◆ SET TASK ◆
Copy the lines of the records word for word, beginning with the line that contains "hat by giving the bounding box." and ending with the line that contains "[237,235,280,332]", both included.

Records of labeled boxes
---------------
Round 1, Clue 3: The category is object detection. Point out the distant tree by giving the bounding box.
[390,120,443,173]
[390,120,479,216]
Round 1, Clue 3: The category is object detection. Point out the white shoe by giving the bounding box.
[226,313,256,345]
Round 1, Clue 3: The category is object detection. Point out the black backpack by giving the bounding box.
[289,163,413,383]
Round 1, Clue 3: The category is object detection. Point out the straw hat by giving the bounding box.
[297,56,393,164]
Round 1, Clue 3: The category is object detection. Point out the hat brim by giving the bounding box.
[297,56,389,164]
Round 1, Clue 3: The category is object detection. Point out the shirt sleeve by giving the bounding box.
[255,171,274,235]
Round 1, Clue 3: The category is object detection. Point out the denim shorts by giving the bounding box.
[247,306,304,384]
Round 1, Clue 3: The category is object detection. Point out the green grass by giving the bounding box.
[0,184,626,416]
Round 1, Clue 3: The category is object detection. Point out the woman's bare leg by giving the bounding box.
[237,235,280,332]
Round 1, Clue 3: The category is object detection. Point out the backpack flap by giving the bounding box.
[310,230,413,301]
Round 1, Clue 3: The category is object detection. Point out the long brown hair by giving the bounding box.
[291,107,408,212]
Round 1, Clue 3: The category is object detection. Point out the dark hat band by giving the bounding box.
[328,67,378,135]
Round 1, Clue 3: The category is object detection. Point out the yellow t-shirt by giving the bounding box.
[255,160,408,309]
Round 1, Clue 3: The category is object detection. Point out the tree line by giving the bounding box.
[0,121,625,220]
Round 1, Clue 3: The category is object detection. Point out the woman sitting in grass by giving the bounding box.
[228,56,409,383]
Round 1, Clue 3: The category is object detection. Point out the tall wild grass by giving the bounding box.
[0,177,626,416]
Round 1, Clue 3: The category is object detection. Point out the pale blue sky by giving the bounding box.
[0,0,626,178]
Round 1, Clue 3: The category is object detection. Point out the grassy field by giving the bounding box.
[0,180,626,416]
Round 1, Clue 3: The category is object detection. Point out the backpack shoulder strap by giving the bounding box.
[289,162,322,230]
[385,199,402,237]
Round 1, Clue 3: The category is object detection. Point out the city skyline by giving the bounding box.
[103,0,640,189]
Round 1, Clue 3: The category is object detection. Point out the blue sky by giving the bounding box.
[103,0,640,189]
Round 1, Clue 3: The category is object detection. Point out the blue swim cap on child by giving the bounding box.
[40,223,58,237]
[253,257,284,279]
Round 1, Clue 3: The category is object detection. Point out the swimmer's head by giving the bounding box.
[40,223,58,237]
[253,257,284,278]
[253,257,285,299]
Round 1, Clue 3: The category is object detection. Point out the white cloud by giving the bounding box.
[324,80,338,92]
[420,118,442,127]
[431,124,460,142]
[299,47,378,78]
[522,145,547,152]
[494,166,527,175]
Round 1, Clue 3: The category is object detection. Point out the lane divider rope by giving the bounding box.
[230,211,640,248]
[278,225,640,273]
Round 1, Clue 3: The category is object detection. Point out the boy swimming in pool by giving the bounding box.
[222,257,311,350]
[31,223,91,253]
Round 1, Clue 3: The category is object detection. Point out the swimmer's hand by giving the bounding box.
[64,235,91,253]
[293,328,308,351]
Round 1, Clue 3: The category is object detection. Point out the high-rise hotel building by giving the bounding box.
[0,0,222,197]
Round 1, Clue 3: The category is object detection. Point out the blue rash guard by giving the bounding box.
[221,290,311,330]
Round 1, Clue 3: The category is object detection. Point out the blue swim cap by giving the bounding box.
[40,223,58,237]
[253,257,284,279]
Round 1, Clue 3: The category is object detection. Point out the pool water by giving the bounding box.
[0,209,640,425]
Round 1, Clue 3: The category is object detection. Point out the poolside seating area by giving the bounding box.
---------------
◆ TASK ANSWER ◆
Round 1, Clue 3: The category is object detection. Point out the straw hat by giving the bounding box.
[297,56,393,164]
Round 1, Clue 3: The category is object detection. Point out the hat brim by giving the bounding box.
[297,56,389,164]
Round 1, Clue 3: The category is object detection. Point out the shirt sleeve by giving the bounding box.
[255,171,274,235]
Round 1, Clue 3: The category is object detection. Point out the denim shorts by giving the bounding box.
[247,306,304,384]
Round 1, Clue 3: The category is object detection. Point out the green grass by giving the bounding box.
[0,184,626,416]
Round 1, Clue 3: The category is object detection. Point out the woman's bare leg by giving the bounding box.
[237,235,280,332]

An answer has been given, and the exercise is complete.